[START OF EXTRACTED INFORMATION]

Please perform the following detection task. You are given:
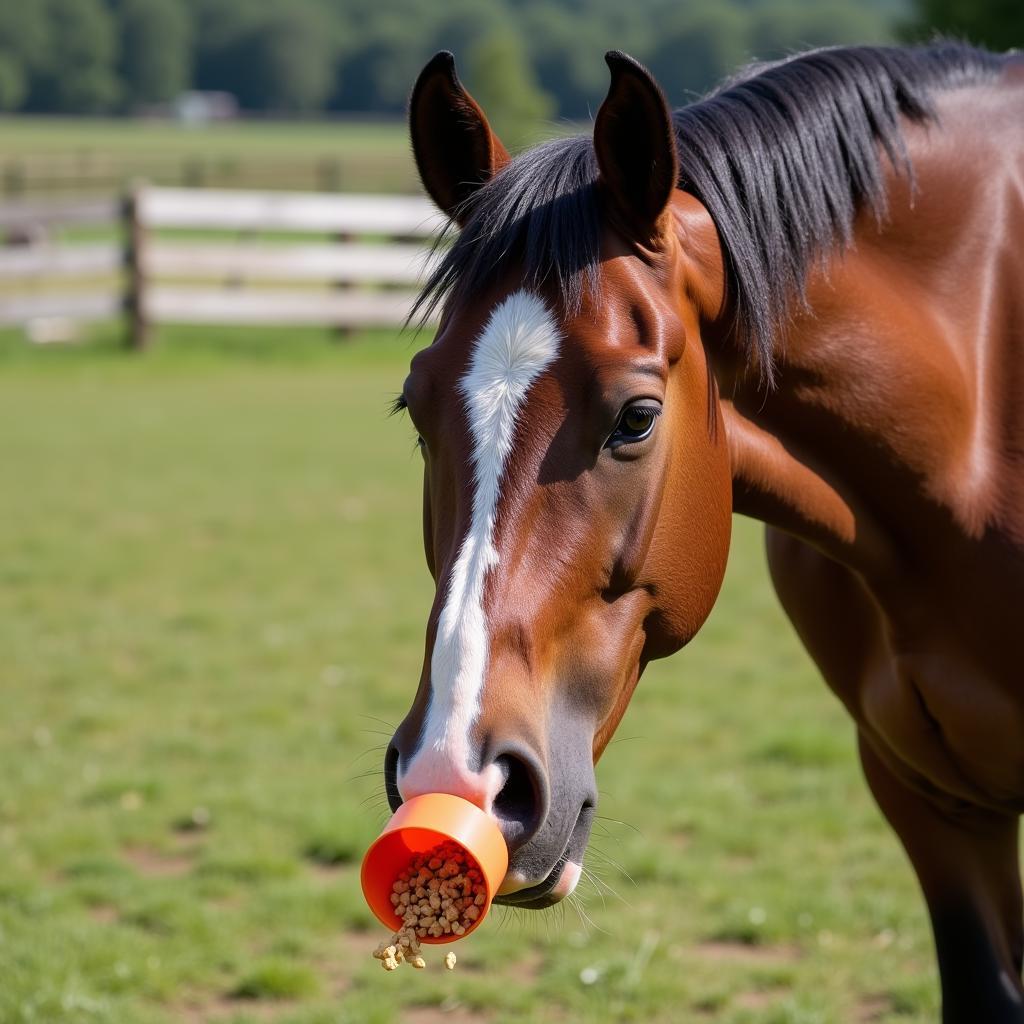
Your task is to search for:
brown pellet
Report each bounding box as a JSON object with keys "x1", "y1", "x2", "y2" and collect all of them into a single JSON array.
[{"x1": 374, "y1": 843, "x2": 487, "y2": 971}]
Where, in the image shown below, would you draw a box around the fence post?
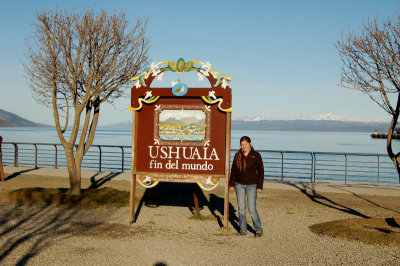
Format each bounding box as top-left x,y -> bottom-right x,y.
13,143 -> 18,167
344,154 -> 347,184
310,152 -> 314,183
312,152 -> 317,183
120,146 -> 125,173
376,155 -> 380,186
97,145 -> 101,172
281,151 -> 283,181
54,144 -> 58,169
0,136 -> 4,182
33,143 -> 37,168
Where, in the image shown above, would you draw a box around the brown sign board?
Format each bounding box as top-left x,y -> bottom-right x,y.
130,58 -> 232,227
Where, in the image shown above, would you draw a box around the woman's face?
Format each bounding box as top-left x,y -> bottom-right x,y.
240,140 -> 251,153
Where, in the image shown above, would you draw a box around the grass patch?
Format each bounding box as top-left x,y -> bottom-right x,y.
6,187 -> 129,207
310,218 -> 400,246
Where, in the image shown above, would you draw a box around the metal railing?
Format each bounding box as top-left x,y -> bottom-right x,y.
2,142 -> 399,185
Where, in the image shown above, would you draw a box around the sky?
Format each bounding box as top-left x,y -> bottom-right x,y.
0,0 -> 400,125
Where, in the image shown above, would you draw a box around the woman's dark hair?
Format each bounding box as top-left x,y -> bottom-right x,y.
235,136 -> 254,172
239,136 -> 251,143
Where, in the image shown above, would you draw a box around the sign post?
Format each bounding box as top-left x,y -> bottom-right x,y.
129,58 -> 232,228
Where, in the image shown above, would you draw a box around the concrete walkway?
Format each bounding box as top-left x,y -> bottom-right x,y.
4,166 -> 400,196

[END OF EXTRACTED INFORMATION]

» DIRECTIVE
Rewrite all of the data above as a numbered list, one line per item, omitting any blank lines. Leave the pictures out.

» REPLY
1. Please perform the following detection task. You are given:
2. Your task is to search for:
3. brown pellet
4. Report each bounding box as a JSON object with keys "x1", "y1", "x2", "y2" and collect all of them into a single JSON array.
5. [{"x1": 374, "y1": 843, "x2": 487, "y2": 971}]
6. Where, in the image shown below, would you draw a box around the fence post?
7. Format each bounding box as top-left x,y -> bottom-right x,y.
8. 13,143 -> 18,167
9. 344,154 -> 347,184
10. 310,152 -> 314,183
11. 312,152 -> 317,183
12. 120,146 -> 125,173
13. 376,155 -> 380,186
14. 97,145 -> 101,172
15. 281,151 -> 283,181
16. 54,144 -> 58,169
17. 0,136 -> 4,182
18. 33,143 -> 37,168
19. Where, in the image shown above, would you draw a box around the brown sign board?
20. Format each bounding box as top-left x,y -> bottom-right x,y.
21. 130,58 -> 232,227
22. Where, in the image shown above, would you draw a box around the woman's face?
23. Format each bounding box as top-left x,y -> bottom-right x,y.
24. 240,140 -> 251,153
25. Where, in the image shown above, would you draw a box around the grass patch?
26. Format each bounding box as top-left x,y -> bottom-right x,y.
27. 6,187 -> 129,207
28. 310,218 -> 400,246
29. Where, in the image shown above, would you draw a box around the metal railing?
30. Format each bounding box as top-left x,y -> bottom-right x,y.
31. 2,142 -> 399,185
32. Where, in the image shown above, would you draw a box around the sky?
33. Format each bounding box as top-left x,y -> bottom-right x,y.
34. 0,0 -> 400,125
35. Where, in the image shown above, would you draw a box around the woman's dark hair?
36. Format each bounding box as top-left x,y -> bottom-right x,y.
37. 235,136 -> 254,172
38. 239,136 -> 251,143
39. Where, in the image shown above, would you draw a box around the sign post?
40. Format each bounding box as top-left x,y -> bottom-right x,y.
41. 129,58 -> 232,228
42. Where, in the image shown above, would you draw a box around the concrete walkway?
43. Format each bounding box as top-left x,y -> bottom-right x,y.
44. 4,166 -> 400,196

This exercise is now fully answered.